• Your goal: Please retype the listing exactly as it appears, skipping each picture.
'''
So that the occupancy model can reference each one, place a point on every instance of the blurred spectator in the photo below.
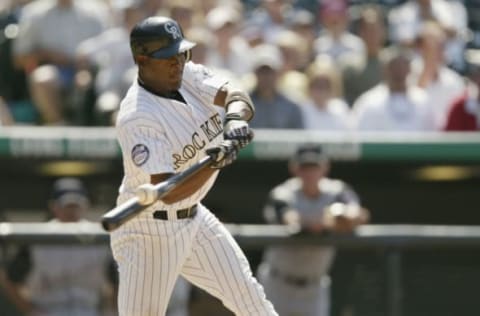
(273, 108)
(5, 115)
(203, 38)
(464, 114)
(326, 109)
(50, 31)
(228, 51)
(59, 280)
(362, 72)
(295, 56)
(108, 59)
(442, 84)
(13, 84)
(304, 24)
(405, 22)
(271, 17)
(335, 39)
(393, 105)
(296, 278)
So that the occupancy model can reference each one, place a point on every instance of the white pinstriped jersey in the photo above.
(161, 135)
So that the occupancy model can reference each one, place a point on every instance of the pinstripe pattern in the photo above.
(159, 135)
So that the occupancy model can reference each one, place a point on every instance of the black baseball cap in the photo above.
(69, 191)
(309, 154)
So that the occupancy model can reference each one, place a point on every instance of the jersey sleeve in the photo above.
(199, 79)
(144, 145)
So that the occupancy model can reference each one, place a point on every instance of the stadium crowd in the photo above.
(315, 64)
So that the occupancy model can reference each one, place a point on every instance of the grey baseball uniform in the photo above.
(161, 135)
(296, 277)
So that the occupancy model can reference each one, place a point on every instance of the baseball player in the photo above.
(175, 113)
(296, 277)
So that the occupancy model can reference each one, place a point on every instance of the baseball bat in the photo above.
(130, 208)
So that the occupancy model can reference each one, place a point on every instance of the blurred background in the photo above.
(388, 87)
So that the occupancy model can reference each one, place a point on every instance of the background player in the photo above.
(166, 123)
(59, 280)
(296, 278)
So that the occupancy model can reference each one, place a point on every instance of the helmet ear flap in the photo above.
(188, 55)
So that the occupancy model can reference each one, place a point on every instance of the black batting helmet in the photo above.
(158, 37)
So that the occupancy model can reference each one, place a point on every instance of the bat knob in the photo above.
(146, 194)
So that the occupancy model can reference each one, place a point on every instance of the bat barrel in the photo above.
(124, 212)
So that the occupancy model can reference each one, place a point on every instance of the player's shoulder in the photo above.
(135, 106)
(333, 186)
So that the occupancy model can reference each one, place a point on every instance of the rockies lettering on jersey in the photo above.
(211, 129)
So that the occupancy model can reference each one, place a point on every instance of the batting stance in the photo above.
(171, 118)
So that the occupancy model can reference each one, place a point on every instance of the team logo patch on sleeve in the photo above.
(140, 154)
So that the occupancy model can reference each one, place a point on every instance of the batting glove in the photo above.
(238, 130)
(224, 154)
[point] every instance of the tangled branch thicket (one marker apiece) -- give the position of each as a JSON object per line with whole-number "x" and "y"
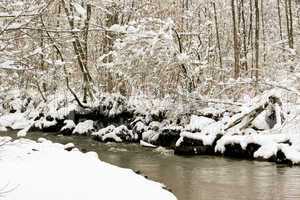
{"x": 212, "y": 49}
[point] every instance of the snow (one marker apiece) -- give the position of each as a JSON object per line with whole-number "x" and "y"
{"x": 116, "y": 134}
{"x": 15, "y": 121}
{"x": 3, "y": 129}
{"x": 150, "y": 136}
{"x": 35, "y": 171}
{"x": 198, "y": 123}
{"x": 146, "y": 144}
{"x": 85, "y": 127}
{"x": 68, "y": 125}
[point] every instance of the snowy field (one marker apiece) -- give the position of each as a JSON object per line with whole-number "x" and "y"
{"x": 45, "y": 170}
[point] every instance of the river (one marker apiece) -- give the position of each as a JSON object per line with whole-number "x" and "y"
{"x": 195, "y": 177}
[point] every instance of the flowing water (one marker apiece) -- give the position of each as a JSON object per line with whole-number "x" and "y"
{"x": 196, "y": 177}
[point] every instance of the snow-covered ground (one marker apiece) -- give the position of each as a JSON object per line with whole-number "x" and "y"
{"x": 45, "y": 170}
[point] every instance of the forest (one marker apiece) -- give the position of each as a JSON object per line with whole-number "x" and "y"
{"x": 99, "y": 96}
'''
• Finished exercise:
So that the occupancy model can reference each one, place a point on every instance of the blurred spectator in the photo below.
(273, 108)
(5, 115)
(203, 38)
(464, 114)
(326, 109)
(50, 31)
(228, 51)
(59, 280)
(362, 72)
(295, 56)
(108, 59)
(442, 84)
(13, 84)
(304, 24)
(405, 22)
(271, 17)
(335, 39)
(393, 105)
(296, 278)
So that the occupancy model can reference each one, place a point on every instance of the white pinstriped jersey in the photo above.
(161, 135)
So that the occupancy model can reference each one, place a point on every instance of the pinstripe pattern in the photo above.
(159, 135)
So that the occupancy model can reference each one, place a point on every instance of the black baseball cap in the photo above.
(69, 191)
(309, 154)
So that the occupancy model can reference each one, place a point on every instance of the jersey sleeve in the photo above.
(199, 79)
(144, 145)
So that the occupancy model can reference each one, place a point on every instance of the stadium crowd in the photo above.
(315, 64)
So that the occupancy model can reference each one, place a point on every instance of the grey baseball uniform in the photo above.
(161, 135)
(296, 277)
So that the occupancy model can reference each one, place a point on every instance of the baseball player in the photo above.
(175, 113)
(296, 277)
So that the occupancy model can reference each one, place a point on every instance of the baseball bat in the photo above.
(130, 208)
So that the occupancy model can reference each one, place a point on every instance of the blurred background in the photo above.
(388, 87)
So that the occupancy model can reference each one, place a point on every instance of the background player in the photo above.
(166, 123)
(59, 280)
(296, 278)
So that the occupancy model can reference each one, place a point on every instance of the helmet ear flap in the photo above.
(188, 55)
So that the occupancy model can reference each one, place a point on every instance of the black batting helmet in the photo above.
(158, 37)
So that the occupancy model can reference each one, place a point on every instance of the bat knob in the photo above.
(146, 194)
So that the occupancy model can reference each one, place a point on every instance of the bat barrel in the photo above.
(124, 212)
So that the occupancy model can reference each one, place a point on every instance of the player's shoulder in the photo above.
(135, 106)
(333, 186)
So that the occupancy model can reference each one, place a point on every instance of the rockies lettering on jersey in the photo above.
(211, 129)
So that the occupancy model can reference each one, place a point on every instance of the batting stance in the photo above.
(171, 118)
So that the occupancy model can reference each one, place a point on every instance of the team logo patch on sleeve in the photo above.
(140, 154)
So that the occupancy model can reference each one, place a point on every instance of the batting glove in the photo above.
(238, 130)
(224, 154)
[point] every instance of the tangled branch thicket (one marker apiece) -- give the position of each as a JSON object per line with whole-number "x" and "y"
{"x": 212, "y": 49}
[point] every instance of the snow (one marker apiece) -- give the position of each as a JSON object per line with whole-number "x" and "y"
{"x": 116, "y": 134}
{"x": 15, "y": 121}
{"x": 3, "y": 129}
{"x": 150, "y": 136}
{"x": 35, "y": 171}
{"x": 198, "y": 123}
{"x": 146, "y": 144}
{"x": 85, "y": 127}
{"x": 68, "y": 125}
[point] every instance of the snowy field (one marker apiece) -- give the position of each as a JSON object per line with whole-number "x" and "y"
{"x": 45, "y": 170}
[point] every instance of the river (one marker apiece) -- give the position of each as a JSON object per line with whole-number "x" and "y"
{"x": 195, "y": 177}
[point] every instance of the flowing water (one marker apiece) -- give the position of each as a JSON object per line with whole-number "x" and "y"
{"x": 196, "y": 177}
[point] every instance of the snow-covered ground (one marker apiece) -- give the position of each as a JSON object per line with whole-number "x" and "y"
{"x": 45, "y": 170}
[point] every instance of the forest (one marker apiece) -- give the position of each as a JSON object per line with whole-number "x" and "y"
{"x": 99, "y": 96}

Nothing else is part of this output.